PROBLEM STATEMENT – Return the records below exactly as they are written.

RECORDS TO PROCESS –
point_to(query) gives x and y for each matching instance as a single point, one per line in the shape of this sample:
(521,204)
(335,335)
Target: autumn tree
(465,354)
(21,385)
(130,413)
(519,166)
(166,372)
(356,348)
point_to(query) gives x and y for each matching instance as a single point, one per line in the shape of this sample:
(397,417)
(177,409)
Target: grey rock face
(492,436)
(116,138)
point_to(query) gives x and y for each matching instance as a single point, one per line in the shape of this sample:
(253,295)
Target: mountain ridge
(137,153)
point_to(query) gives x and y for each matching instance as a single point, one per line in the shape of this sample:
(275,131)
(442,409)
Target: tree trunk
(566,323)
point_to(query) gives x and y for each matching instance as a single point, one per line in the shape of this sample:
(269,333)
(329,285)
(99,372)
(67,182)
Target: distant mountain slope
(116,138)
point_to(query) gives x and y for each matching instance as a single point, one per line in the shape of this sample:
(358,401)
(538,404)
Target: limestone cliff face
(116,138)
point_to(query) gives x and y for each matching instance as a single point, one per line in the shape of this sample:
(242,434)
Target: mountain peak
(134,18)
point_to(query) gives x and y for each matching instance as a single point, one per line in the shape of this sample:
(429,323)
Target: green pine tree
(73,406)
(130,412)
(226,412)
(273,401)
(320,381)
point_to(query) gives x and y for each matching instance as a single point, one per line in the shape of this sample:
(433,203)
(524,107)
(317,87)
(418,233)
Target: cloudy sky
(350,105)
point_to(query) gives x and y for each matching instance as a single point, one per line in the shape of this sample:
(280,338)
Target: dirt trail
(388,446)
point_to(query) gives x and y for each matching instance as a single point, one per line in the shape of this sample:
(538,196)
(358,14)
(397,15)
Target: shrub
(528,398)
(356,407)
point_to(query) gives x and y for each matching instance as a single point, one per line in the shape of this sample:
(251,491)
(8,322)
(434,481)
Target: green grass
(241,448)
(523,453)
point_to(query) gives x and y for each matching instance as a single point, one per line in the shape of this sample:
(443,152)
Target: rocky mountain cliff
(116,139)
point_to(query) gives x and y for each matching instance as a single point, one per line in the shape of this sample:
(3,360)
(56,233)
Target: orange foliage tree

WRITTEN REPLY –
point_to(query) gives x and y for each matching instance as a single point, one per line in the shape of this sample:
(521,204)
(335,335)
Target: autumn tree
(465,354)
(21,385)
(130,413)
(519,166)
(166,372)
(356,348)
point_to(query) gives x and y for each matching instance as a single point, one per line in the shape of this sample:
(397,417)
(177,409)
Target: grey rock face
(492,436)
(116,138)
point_to(query) gives x and y for each matching instance as a single point, one per line in the shape of this sample:
(253,295)
Target: mountain ridge
(137,153)
point_to(query) gives x and y for each matching instance as a single point, one per line in the shape of this sample:
(275,131)
(442,409)
Target: tree trunk
(566,323)
point_to(query) gives x and y for each matching instance as a single point, one per line in the shape of this sample:
(269,333)
(329,285)
(99,372)
(67,182)
Target: distant mountain slope
(116,138)
point_to(query) gives x and y for each matching instance as a single point, one per line in the shape of this sample:
(358,401)
(538,404)
Target: limestone cliff face
(116,138)
point_to(query) gives x and y for each matching instance as a single point, one per line in the shape of this sample:
(242,434)
Target: mountain peak
(134,18)
point_to(query) gives x and y for each matching instance as a single point, one per line in the shape of this sample:
(429,323)
Target: green pine tree
(73,406)
(130,412)
(226,412)
(273,401)
(320,381)
point_to(query) gives x and y for each matching instance as a single point, one per line in the shape of this sample:
(433,203)
(524,107)
(317,87)
(418,233)
Target: cloudy sky
(350,105)
point_to(query) gives x and y for each matching instance as a single point, one per line in the shape of this sample:
(280,338)
Target: dirt trail
(388,446)
point_to(query) gives x and y for each matching instance as a single point, one per line in the shape of this sample:
(538,196)
(358,14)
(397,15)
Target: shrub
(528,398)
(356,407)
point_to(query) gives x and y for each matching instance as a single point, one per line in the shape of this sample:
(251,491)
(8,322)
(434,481)
Target: green grass
(241,448)
(523,453)
point_to(query) gives x and y for each matching instance as a single point, one per line in the shape of this sample:
(443,152)
Target: rocky mountain cliff
(116,139)
point_to(query) gives x and y for each matching instance as a single point, one per line in the shape of this sample:
(3,360)
(56,233)
Target: orange foliage tree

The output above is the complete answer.